EXERCISE:
Return the portion of the passage on Christmas and childhood between "So, are you" and "do with Christ.", inclusive, copied word for word.

Top of EXCERPT TO READ

And yet, during this wonderful season, many people just "stop by Bethlehem" on Christmas and the next day are back at the mall planning a New Year’s Eve party.

And there is nary a thought about the rich and eventful childhood of the Son of God, which is an essential part of the Christmas mystery and thus our Christian life as well.

So, are you recommending some kind of liturgical inner child therapy between December and Easter to get things back into proper perspective?

No, I’m not talking about an "inner child" experience here. I’m talking about the gift of childhood itself.

As we grow older we might discover that Christmas invites us to put our "teddys" aside and let the same people who formed Christ’s childhood—Mary and Joseph—enter deeply into our childhood memories. If we do that, we might be surprised what we discover about that childhood.

We need to invite them to help us find those things which were life-giving even in the midst of the traumas of our childhood, just as we do with Christ.

We need to ask them to take us back to those people who were important and present to us, our own Simeon and Anna, or maybe a close relative or long-forgotten neighbour.

We have to ask them to help us re-discover the ways that our sense of awe and wonder were fashioned as they were in Christ—like the wonder of a summer storm or that first wounded sparrow we held in our hands.

And it’s about those New Testament saints and angels we remember and gather with around the altar year after year as Jesus did with the saints and angels of the Old Testament at the altar in Jerusalem with Joseph and Mary.

It’s about childhood. We all had one, you know. And Christ had one, too.

Every year as we journey with Joseph and Mary by the Light of this holy season we can discover old friends and events and people and places of hope and joy and wonder which we had totally forgotten.

Bottom of EXCERPT TO READ
Top of LISTED RECORDS

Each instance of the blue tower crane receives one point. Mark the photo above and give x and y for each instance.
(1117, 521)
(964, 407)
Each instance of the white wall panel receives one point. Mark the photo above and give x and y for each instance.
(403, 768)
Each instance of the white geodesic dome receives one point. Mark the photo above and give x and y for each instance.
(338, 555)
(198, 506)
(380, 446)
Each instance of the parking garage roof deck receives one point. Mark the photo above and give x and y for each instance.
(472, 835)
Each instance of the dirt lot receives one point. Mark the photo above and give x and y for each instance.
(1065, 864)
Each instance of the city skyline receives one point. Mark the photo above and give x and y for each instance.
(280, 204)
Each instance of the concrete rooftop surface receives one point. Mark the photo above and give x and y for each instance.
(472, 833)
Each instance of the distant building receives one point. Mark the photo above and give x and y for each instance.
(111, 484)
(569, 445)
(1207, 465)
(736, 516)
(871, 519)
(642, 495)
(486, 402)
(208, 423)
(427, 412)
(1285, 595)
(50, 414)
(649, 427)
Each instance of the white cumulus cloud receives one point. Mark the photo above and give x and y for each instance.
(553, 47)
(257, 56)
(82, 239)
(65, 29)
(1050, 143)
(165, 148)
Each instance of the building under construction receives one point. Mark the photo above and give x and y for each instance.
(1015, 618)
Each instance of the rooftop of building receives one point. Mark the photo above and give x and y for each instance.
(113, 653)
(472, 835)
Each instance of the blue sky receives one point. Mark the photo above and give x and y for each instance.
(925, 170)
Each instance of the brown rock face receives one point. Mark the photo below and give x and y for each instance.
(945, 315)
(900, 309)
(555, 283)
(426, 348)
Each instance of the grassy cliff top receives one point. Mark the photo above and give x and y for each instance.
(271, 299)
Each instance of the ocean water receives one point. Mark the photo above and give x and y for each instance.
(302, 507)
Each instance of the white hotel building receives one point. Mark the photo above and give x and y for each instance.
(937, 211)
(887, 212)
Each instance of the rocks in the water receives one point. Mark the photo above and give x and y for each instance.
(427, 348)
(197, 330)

Bottom of LISTED RECORDS

ANSWER:
So, are you recommending some kind of liturgical inner child therapy between December and Easter to get things back into proper perspective?

No, I’m not talking about an "inner child" experience here. I’m talking about the gift of childhood itself.

As we grow older we might discover that Christmas invites us to put our "teddys" aside and let the same people who formed Christ’s childhood—Mary and Joseph—enter deeply into our childhood memories. If we do that, we might be surprised what we discover about that childhood.

We need to invite them to help us find those things which were life-giving even in the midst of the traumas of our childhood, just as we do with Christ.